▶ Jobs:
#1 According to the franchise index report, how much has the RCF 50 risen since it began in 2000?
#2 Which economic reports about recovery does the associate director cite in the franchise index report?
#3 Extend the franchise index report past its final sentence.

▶ Document passage:
▽

The Rosenberg Center Franchise 50 Index had climbed 11.1 percent by the end of the second quarter 2009 with widespread gains in 40 of 50 components, some in excess of 100 percent.

"The tentatively positive economic signs that started to appear by the end of March 2009 were confirmed by a number of economic reports suggesting that the worst of the deepest economic crisis since the Great Depression was behind us," said Hachemi Aliouche, associate director of the Rosenberg International Center of Franchising at the University of New Hampshire Whittemore School of Business and Economics. "These include improved credit flows, a stabilizing housing market and a slowing rate of layoffs."

The RCF 50 is down 1.8 percent over the year, compared to an increase of 1.8 percent for the Standard & Poor's 500. Since its inception in 2000, however, the RCF 50 is up 41.2 percent, compared to a drop of 34.1 percent for the S&P 500 over the same period.

The best performer in the second quarter of 2009 was Dollar Thrifty Automotive Group. DTG recorded a 1,106.2 percent gain. DTG rents and leases vehicles under the Dollar and Thrifty brand names.

△

▶ Information provided:

▽

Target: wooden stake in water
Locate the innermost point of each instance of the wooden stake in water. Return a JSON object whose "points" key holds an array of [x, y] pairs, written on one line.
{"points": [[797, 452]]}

△

▶ Responses by task:
#1 41.2 percent.

#2
- improved credit flows
- a stabilizing housing market
- a slowing rate of layoffs

#3
Although still incurring losses in early 2009, DTG's overall performance improved compared with a year ago, according to Aliouche. Also, it took measures to reduce its exposure to financially troubled automaker Chrysler, its principal supplier.

"By the end of the second quarter 2009, it became apparent that rental car companies would face no long-term negative impacts from the severe problems of the U.S. automakers and that in fact they may benefit from the improving economic prospects," Aliouche said. "These developments propelled the stocks of the rental car companies, and more particularly that of DTG."

By contrast, Burger King, the operator and franchisor of fast-food restaurants, was the worst performer this quarter, dropping 24.6 percent in market value, Aliouche said. Investors sold off BKC shares after the company announced larger than expected declines in March traffic across many of its markets, particularly Germany and Mexico.